* **WORK TO DO**
**A)** Write out the passage from the networking excerpt from "It was going" up to and including "I was hopeless.".
**B)** What does the recruitment woman ask the narrator in the networking excerpt? List every question she puts to the narrator.

* **EXCERPT TO READ**
Networking. When I was too timid I got it wrong and when I was too zealous, even worse. In the past I have always been very backward in coming forward, to my detriment. On the rare occasions I have been introduced to someone useful, a potential ‘contact’ you might say, I have been rendered as speechless and as charismatic as my pet goldfish.

I decided I had to change, but it proved difficult. The turning point was a workshop at The Guardian, the centre piece of which was a ‘networking lunch’ – a revolting premise. The enjoyment of food should not be polluted by careerist plotting. However, squeezing a lukewarm sausage roll for support, I edged my way around the trestle table and tried to avoid eye contact whilst I formed a strategy. I bottled it, so my strategy became talking to the friends I had made in the morning and avoiding detection by any of the Guardian people at all costs. After ten minutes, my cunning strategy had crumbled. The recruitment woman was on to me. ‘I’ve been watching you and you haven’t moved! You already know these people! Get moving! What are you waiting for? Who do you want to talk to? What are you interested in?.’ She had smelt fear and she was not going to let me go without a tussle. I was led to someone more useful.

It was going rather well, conversationally, and I was relieved. However, moments later the lioness was back. She could not understand why I had stagnated and hit another networking brick wall. She ushered me round again and this was repeated until that lengthy hour ended. ‘So, how many email addresses did you get?’, she asked excitedly. Should I lie? I didn’t have time. My hesitation was enough. She could see that I was hopeless.

* **DATA ENTRIES**
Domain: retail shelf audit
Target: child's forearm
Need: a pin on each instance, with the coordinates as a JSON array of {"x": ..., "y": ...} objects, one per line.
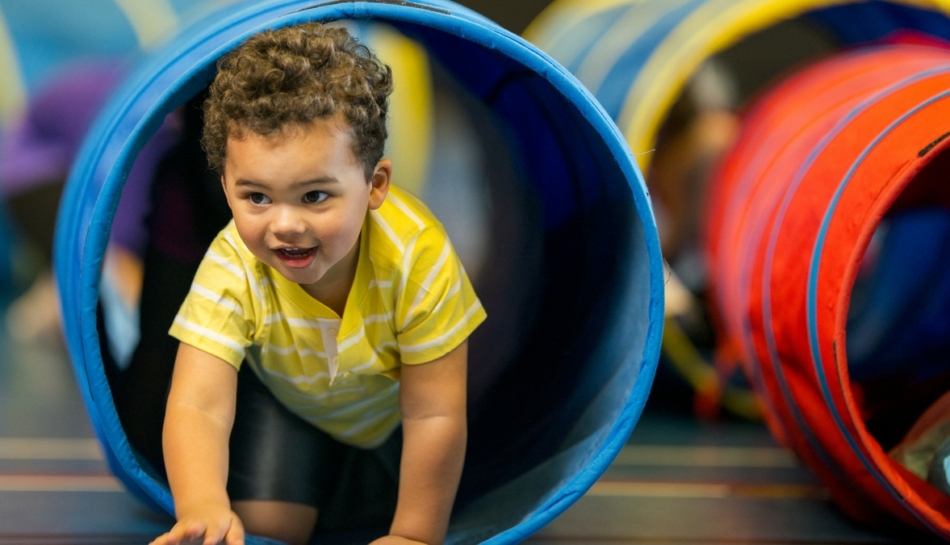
[
  {"x": 196, "y": 458},
  {"x": 432, "y": 461},
  {"x": 198, "y": 420}
]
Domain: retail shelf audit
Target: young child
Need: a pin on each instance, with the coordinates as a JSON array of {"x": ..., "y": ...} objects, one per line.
[{"x": 321, "y": 373}]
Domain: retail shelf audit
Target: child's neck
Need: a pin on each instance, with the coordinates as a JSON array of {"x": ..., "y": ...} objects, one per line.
[{"x": 334, "y": 288}]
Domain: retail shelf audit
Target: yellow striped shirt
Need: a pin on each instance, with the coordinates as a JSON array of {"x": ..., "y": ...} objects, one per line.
[{"x": 411, "y": 303}]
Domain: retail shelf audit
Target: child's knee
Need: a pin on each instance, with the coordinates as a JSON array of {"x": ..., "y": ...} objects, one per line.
[{"x": 291, "y": 523}]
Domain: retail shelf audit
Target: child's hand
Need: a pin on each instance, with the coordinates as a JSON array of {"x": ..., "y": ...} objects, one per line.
[
  {"x": 205, "y": 526},
  {"x": 396, "y": 540}
]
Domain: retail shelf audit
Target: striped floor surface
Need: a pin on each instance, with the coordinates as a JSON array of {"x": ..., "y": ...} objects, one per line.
[{"x": 678, "y": 481}]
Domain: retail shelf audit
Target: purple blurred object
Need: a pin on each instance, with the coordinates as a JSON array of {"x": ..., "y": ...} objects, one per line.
[{"x": 41, "y": 145}]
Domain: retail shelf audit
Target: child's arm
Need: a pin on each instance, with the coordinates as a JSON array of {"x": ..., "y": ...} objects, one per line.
[
  {"x": 198, "y": 424},
  {"x": 435, "y": 430}
]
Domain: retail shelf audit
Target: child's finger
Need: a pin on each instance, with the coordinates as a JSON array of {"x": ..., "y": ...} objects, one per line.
[{"x": 235, "y": 535}]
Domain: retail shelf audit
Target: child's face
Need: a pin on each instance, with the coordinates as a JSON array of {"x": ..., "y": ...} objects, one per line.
[{"x": 299, "y": 200}]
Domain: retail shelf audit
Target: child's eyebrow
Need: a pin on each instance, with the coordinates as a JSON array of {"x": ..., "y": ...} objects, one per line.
[{"x": 323, "y": 180}]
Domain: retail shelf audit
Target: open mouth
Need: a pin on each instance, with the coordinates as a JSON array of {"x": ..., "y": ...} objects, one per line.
[{"x": 299, "y": 257}]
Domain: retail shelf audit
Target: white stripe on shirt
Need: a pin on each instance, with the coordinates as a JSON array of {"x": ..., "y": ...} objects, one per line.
[
  {"x": 216, "y": 298},
  {"x": 439, "y": 340},
  {"x": 434, "y": 271},
  {"x": 390, "y": 234},
  {"x": 205, "y": 332}
]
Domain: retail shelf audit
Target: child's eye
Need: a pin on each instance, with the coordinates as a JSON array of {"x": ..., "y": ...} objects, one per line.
[
  {"x": 314, "y": 197},
  {"x": 258, "y": 198}
]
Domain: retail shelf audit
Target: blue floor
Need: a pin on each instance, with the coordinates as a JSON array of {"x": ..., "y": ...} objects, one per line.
[{"x": 678, "y": 481}]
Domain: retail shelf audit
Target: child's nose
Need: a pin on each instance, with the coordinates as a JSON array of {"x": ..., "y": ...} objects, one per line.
[{"x": 287, "y": 221}]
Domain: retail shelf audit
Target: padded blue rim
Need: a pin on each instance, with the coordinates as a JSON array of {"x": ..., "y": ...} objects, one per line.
[{"x": 138, "y": 108}]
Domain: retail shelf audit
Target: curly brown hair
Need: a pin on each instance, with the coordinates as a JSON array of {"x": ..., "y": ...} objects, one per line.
[{"x": 289, "y": 77}]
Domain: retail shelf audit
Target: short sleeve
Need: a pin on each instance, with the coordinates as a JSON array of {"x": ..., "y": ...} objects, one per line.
[
  {"x": 436, "y": 306},
  {"x": 217, "y": 316}
]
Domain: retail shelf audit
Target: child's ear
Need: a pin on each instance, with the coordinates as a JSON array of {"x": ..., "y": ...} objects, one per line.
[
  {"x": 224, "y": 187},
  {"x": 379, "y": 183}
]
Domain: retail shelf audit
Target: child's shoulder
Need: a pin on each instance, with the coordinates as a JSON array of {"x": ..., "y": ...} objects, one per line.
[
  {"x": 403, "y": 217},
  {"x": 403, "y": 224}
]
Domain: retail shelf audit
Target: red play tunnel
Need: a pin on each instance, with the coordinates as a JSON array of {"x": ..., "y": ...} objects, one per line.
[{"x": 824, "y": 233}]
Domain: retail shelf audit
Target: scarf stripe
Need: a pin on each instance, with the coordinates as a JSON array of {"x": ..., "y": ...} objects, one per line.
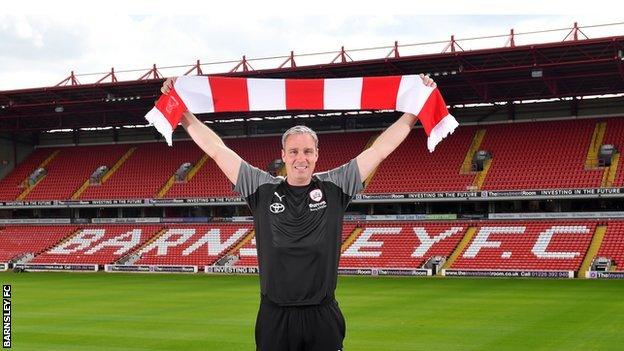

* **SOLUTIONS IN ORDER**
**A)**
It was going rather well, conversationally, and I was relieved. However, moments later the lioness was back. She could not understand why I had stagnated and hit another networking brick wall. She ushered me round again and this was repeated until that lengthy hour ended. ‘So, how many email addresses did you get?’, she asked excitedly. Should I lie? I didn’t have time. My hesitation was enough. She could see that I was hopeless.

**B)**
- What are you waiting for?
- Who do you want to talk to?
- What are you interested in?
- So, how many email addresses did you get?